***** Text segment

Does Your Company Qualify for a New Paid Family Leave Tax Credit?


This article has been published in partnership with ThinkHR.

Question: Our company is considering adopting a paid family leave program for employees. I think I read something indicating paid family leave was addressed in the tax bill that passed late last year. Is that true?

Answer: First of all, kudos to you. Paid family and medical leave policies are a great benefit for employers to adopt to stay competitive in the current market and have become a necessity in the several states that have adopted paid family leave laws or regulations.

To answer your question, you are correct. The federal Tax Cuts and Jobs Act enacted in late 2017 creates § 45S of the IRS Code to provide certain employers a tax credit for offering paid family and medical leave to employees. To be eligible for the credit, the employer’s paid family and medical leave policy must:

  • Be voluntarily implemented by the employer (i.e., the employer cannot be in a state or locality that requires employers to provide paid family and medical leave). Additionally, leave paid by a state or local government does not count.

**********
***** Data block

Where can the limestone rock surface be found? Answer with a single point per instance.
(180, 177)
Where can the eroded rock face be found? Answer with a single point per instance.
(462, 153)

**********

• **Prompt**:
Please retype the part of the paid family leave article starting at "Does Your Company" and ending at "laws or regulations.", word for word. The material above stands apart from the paid family leave article.

• **Exercise answer**:
Does Your Company Qualify for a New Paid Family Leave Tax Credit?


This article has been published in partnership with ThinkHR.

Question: Our company is considering adopting a paid family leave program for employees. I think I read something indicating paid family leave was addressed in the tax bill that passed late last year. Is that true?

Answer: First of all, kudos to you. Paid family and medical leave policies are a great benefit for employers to adopt to stay competitive in the current market and have become a necessity in the several states that have adopted paid family leave laws or regulations.